*Passage shown*
▽

No doubt, when creating software, there is always one topic that everybody talks about: performance. In this respect, even though Windows tries to hide a lot of performance optimization work from the developer’s eyes (when developing for .NET with WPF), there are still a dozen of issues to be kept in mind when implementing a piece of software.
To start things off slowly: How does computer science define performance? Spoken very generally it is formally described as “the ability of software to complete certain tasks” (see Wikipedia). Most commonly, however, it is simply referred to as the speed of software. In this case, people usually do not differentiate between the user interface’s performance and the performance of the application logic itself.
Nonetheless, inside a development team there should be a clear understanding of who is responsible for what performance aspects, rather than pushing away all responsibilities to a single developer alone. Even though performance certainly affects the entire application, many advantages can be gained by distributing optimization tasks to different people regarding their expertise and specialization. For this reason I, as a Design Engineer, put significant effort in performance analyses for our customers and while our customers focus on optimization of C#-based Code, such as the user interface logic or other respective layers below, my area of expertise focuses on optimization of XAML Code.
Identifying performance problems
In order to optimize user interface performance, naturally those areas that cause trouble need to be detected and localized. Without appropriate data a performance analysis gets problematical or – to be more explicit –since development and target system rarely match, “playing around” really gets you nowhere.
To get useful and valid data for .NET based software systems, there are, however, a couple of useful tools. Probably the most famous one is the WPF Performance Suite, which is included in the Windows SDK.

△

*Provided data*

▽

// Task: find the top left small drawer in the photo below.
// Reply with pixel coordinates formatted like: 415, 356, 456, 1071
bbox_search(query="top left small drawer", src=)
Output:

△
▽

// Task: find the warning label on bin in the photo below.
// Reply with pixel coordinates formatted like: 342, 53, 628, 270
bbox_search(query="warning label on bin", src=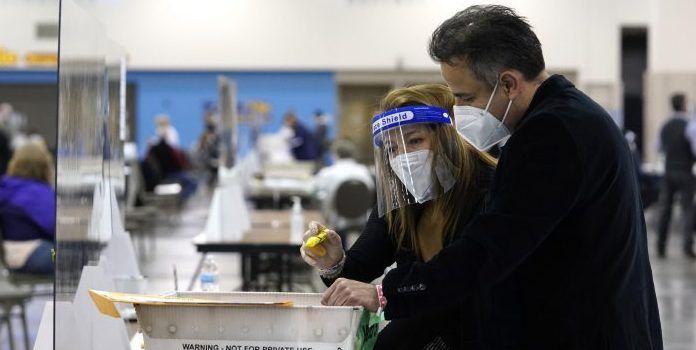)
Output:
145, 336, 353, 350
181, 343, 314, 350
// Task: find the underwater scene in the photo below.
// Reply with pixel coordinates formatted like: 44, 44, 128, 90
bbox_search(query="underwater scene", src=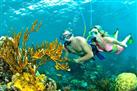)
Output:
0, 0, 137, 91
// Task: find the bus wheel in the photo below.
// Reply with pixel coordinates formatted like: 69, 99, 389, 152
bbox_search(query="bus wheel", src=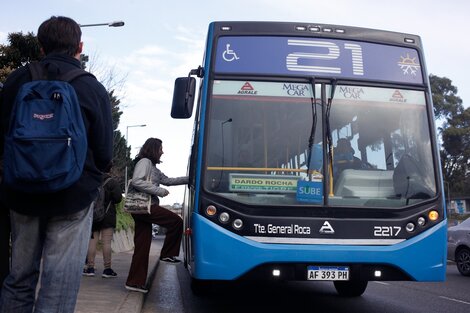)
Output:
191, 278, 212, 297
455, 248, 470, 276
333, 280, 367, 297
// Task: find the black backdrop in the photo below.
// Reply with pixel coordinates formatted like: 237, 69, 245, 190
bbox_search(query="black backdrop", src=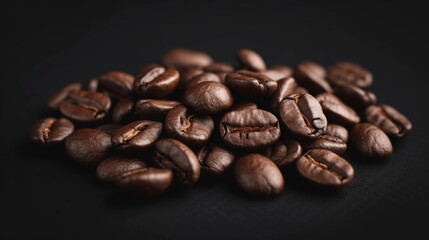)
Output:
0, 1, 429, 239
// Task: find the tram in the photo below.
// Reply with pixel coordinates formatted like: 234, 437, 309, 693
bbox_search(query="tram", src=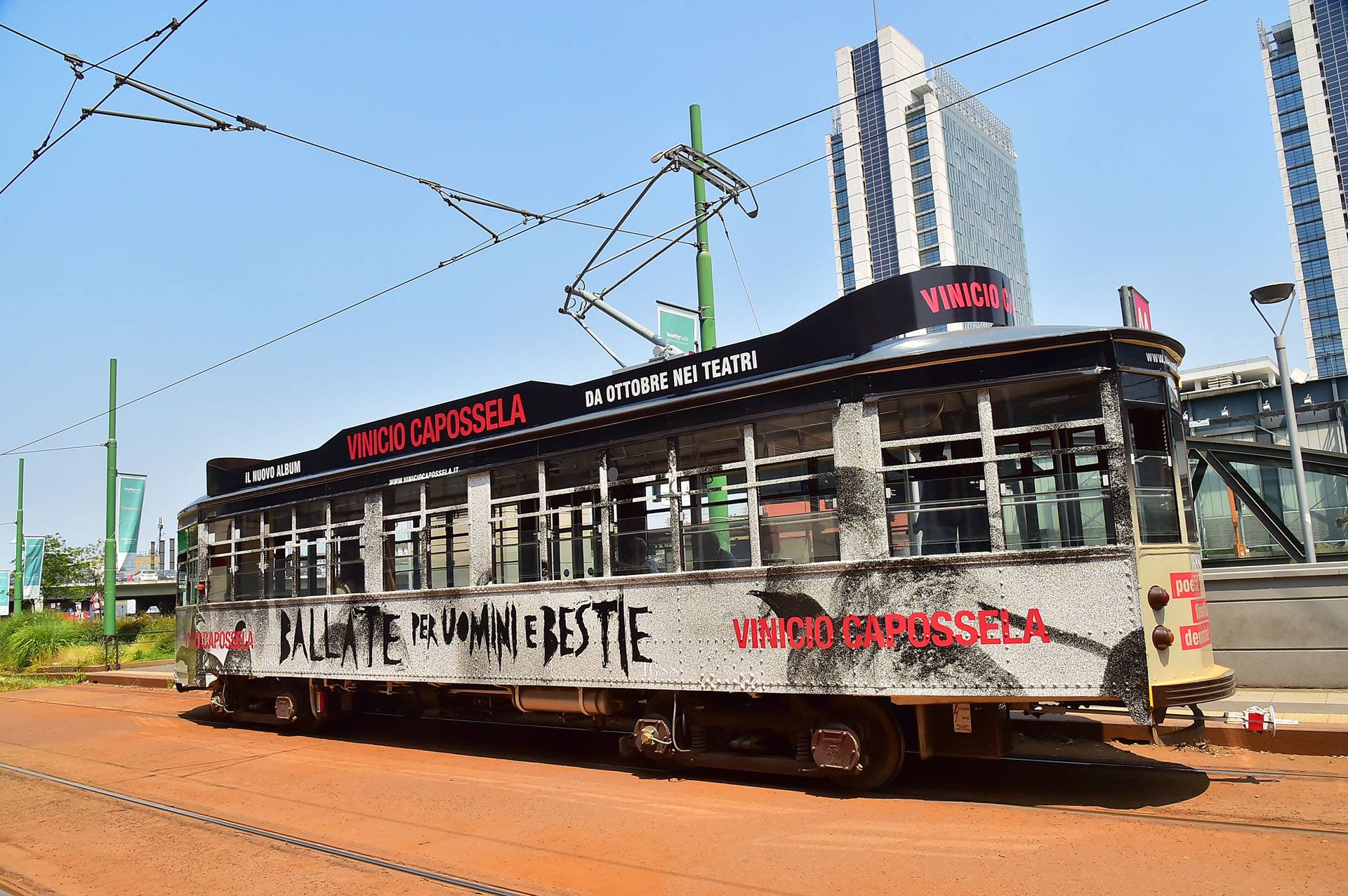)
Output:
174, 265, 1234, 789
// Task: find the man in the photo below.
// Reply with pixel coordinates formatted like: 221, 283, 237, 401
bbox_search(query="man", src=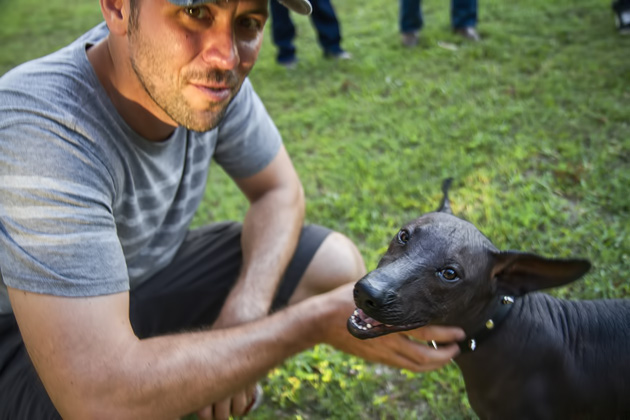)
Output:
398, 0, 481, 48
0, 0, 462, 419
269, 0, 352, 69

△
▽

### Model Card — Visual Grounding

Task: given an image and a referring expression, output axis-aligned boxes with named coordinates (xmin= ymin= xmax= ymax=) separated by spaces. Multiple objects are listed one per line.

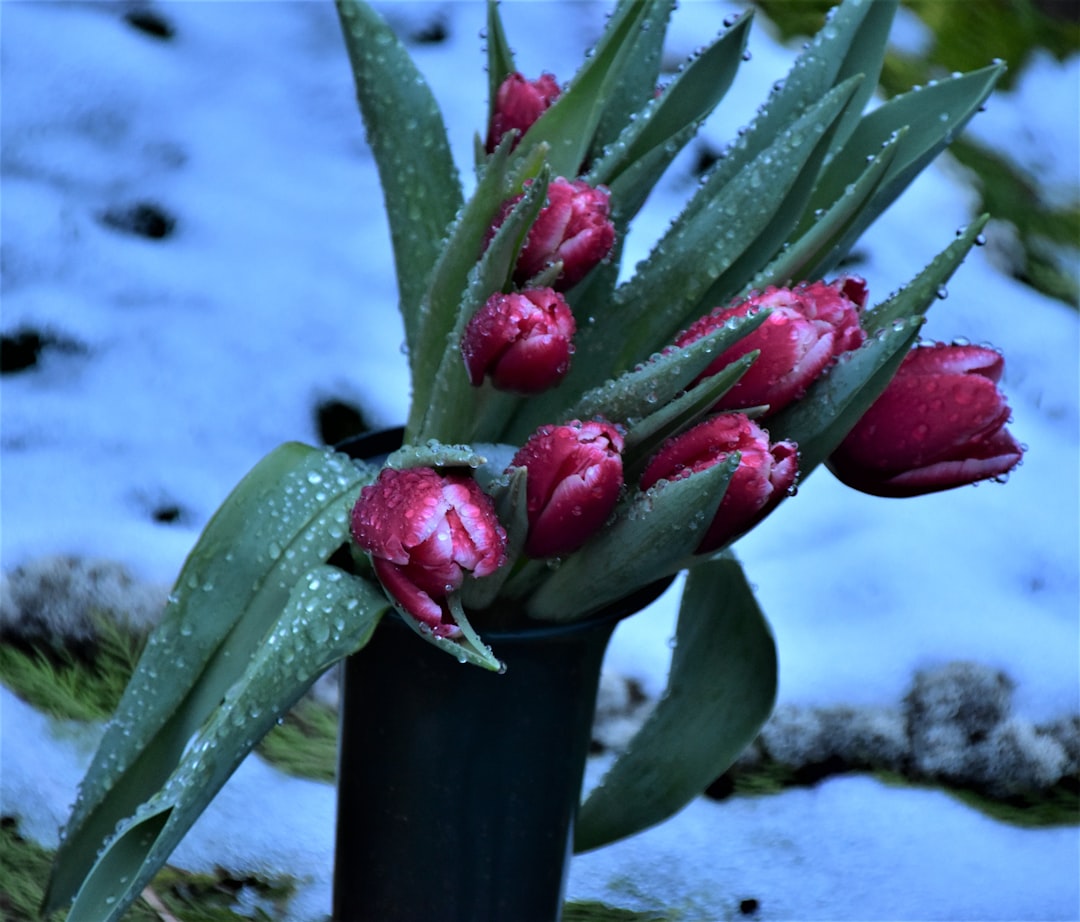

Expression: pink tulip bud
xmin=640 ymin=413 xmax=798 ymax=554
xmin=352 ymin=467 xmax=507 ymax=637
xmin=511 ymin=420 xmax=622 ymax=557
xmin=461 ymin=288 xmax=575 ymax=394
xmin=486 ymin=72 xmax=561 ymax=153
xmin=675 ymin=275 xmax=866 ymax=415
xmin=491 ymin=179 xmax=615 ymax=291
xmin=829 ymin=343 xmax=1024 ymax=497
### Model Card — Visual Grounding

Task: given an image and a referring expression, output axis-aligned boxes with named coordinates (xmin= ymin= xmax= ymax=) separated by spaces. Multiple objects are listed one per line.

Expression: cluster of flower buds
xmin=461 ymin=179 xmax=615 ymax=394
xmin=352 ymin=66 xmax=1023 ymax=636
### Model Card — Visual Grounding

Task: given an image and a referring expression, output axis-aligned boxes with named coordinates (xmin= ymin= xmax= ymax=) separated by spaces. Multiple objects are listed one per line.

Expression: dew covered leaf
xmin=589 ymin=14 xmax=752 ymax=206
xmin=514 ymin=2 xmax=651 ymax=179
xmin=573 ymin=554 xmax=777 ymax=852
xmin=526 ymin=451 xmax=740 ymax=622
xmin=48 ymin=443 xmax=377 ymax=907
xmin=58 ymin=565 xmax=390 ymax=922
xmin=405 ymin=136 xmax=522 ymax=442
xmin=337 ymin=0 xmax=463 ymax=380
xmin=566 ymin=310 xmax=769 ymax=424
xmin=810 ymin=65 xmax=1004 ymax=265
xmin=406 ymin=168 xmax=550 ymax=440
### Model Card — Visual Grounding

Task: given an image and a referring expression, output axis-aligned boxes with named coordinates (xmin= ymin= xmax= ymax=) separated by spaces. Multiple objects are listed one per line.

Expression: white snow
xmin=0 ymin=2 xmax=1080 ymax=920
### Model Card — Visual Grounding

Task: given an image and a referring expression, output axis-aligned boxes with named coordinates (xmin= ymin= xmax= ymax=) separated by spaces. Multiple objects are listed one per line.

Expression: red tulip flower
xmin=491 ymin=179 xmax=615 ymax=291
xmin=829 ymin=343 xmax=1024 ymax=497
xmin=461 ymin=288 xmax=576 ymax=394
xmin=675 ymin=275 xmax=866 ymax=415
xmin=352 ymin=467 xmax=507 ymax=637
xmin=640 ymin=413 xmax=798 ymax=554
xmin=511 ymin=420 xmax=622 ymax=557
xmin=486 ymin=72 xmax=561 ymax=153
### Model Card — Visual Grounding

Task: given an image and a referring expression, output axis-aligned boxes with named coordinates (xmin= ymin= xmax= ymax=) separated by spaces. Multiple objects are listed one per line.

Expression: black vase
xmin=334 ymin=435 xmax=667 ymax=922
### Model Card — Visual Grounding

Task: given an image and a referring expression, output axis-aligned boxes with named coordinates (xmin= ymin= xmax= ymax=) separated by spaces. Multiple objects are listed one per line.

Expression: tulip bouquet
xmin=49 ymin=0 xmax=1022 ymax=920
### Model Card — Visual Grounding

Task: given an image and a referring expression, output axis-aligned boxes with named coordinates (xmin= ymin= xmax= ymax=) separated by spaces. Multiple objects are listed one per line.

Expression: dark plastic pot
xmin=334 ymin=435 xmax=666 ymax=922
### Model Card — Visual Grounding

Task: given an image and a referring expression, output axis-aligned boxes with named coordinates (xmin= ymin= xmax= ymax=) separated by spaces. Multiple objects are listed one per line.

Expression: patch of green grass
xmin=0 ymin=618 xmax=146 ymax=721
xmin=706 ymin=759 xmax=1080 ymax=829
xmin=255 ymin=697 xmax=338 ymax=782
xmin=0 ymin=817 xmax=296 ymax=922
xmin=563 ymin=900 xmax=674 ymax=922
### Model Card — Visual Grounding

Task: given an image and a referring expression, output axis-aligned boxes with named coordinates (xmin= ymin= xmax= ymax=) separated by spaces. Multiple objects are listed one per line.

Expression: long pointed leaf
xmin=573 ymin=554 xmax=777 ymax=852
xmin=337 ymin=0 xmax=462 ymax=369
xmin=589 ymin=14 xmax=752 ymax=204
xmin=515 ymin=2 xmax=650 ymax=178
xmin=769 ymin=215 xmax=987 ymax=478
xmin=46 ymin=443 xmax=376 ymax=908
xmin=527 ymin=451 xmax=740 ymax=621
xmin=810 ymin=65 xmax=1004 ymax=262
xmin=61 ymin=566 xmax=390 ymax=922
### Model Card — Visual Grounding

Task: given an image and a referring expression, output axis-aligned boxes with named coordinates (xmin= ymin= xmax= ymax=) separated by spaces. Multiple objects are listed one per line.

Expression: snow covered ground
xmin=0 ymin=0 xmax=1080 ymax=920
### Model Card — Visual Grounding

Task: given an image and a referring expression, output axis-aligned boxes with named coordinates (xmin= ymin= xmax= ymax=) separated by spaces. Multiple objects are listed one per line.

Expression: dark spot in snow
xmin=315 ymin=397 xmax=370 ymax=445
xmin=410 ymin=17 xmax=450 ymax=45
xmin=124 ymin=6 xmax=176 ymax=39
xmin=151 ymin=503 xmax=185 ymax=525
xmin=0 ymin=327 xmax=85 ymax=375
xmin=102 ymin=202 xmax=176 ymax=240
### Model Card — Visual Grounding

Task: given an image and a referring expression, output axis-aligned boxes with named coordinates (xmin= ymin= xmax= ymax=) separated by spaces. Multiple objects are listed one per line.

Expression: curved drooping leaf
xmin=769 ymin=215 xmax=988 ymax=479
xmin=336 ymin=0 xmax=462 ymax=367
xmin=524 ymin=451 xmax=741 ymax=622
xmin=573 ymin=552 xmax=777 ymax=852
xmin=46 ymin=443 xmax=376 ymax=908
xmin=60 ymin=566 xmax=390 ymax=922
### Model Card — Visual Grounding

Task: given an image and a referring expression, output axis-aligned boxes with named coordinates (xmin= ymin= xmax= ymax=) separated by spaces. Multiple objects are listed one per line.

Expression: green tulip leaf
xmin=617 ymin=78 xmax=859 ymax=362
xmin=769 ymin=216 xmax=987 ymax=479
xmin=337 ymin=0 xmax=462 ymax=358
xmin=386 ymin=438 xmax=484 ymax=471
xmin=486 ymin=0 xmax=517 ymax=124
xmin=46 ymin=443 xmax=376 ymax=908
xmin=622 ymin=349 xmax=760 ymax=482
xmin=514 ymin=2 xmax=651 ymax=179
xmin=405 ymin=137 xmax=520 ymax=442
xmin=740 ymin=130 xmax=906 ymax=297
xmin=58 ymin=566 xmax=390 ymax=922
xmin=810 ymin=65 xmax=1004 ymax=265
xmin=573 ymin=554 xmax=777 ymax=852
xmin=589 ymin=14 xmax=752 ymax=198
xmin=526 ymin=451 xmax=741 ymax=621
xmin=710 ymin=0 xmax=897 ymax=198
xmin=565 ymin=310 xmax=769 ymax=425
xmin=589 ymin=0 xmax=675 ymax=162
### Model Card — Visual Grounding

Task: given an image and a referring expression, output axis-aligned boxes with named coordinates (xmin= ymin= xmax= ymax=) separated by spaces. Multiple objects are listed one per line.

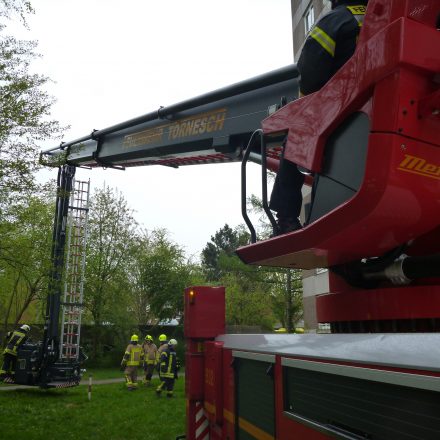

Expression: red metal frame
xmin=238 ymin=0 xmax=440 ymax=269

△

*Given task*
In the passage on WPF performance, what does the writer call probably the most famous tool for gathering useful data on .NET-based software?

*Expected output*
The WPF Performance Suite, which is included in the Windows SDK.